DOCUMENT PASSAGE =>
In general though there will _need_ to be an 'open' Mac for a number of
things: audio editing, video editing, photo/video storage (I have 40Gb+ of
photos and I only have a little point-and-shoot), photo editing, 3D modeling
(for movies/design/engineering, etc.

This is not the death of the general purpose computer. Think of the number of
amateur photographers out there, enabled by software like
Photoshop/Aperture/LightRoom and the afford-ability/accessibility of DSLRs.
Think of the number of people editing their own videos and/or music out there?
They can't do this on an iPad. Granted, these people aren't a majority of the
population, but there are a significant amount of younger people that are
adopting these hobbies because they are so accessible now (thanks to the
general purpose desktop computer).

------
gr366
I don't know the answer to this, but have we seen evidence that Apple's
commitment to OS X is waning? They seem to have discussed multiple product
lines today, one of those being the "computer" market, and the others being
part of their new "mobile device" markets, namely iPhone/iPod Touch and the
new tablet.

STATED PROBLEM 1 => How much photo storage does the first poster in the forum thread say they have?
The entries have nothing to do with the forum thread.

RECORD EXCERPTS =>

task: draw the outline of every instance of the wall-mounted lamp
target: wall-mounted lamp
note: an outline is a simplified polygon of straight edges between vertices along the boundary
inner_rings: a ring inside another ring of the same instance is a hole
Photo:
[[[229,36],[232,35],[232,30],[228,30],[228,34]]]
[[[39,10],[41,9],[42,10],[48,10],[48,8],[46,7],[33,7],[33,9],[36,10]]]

STATED PROBLEM 2 => Retype every line of the entries above with no changes.

FULL OUTPUT 1 => Over 40Gb of photos.

FULL OUTPUT 2 =>
task: draw the outline of every instance of the wall-mounted lamp
target: wall-mounted lamp
note: an outline is a simplified polygon of straight edges between vertices along the boundary
inner_rings: a ring inside another ring of the same instance is a hole
Photo:
[[[229,36],[232,35],[232,30],[228,30],[228,34]]]
[[[39,10],[41,9],[42,10],[48,10],[48,8],[46,7],[33,7],[33,9],[36,10]]]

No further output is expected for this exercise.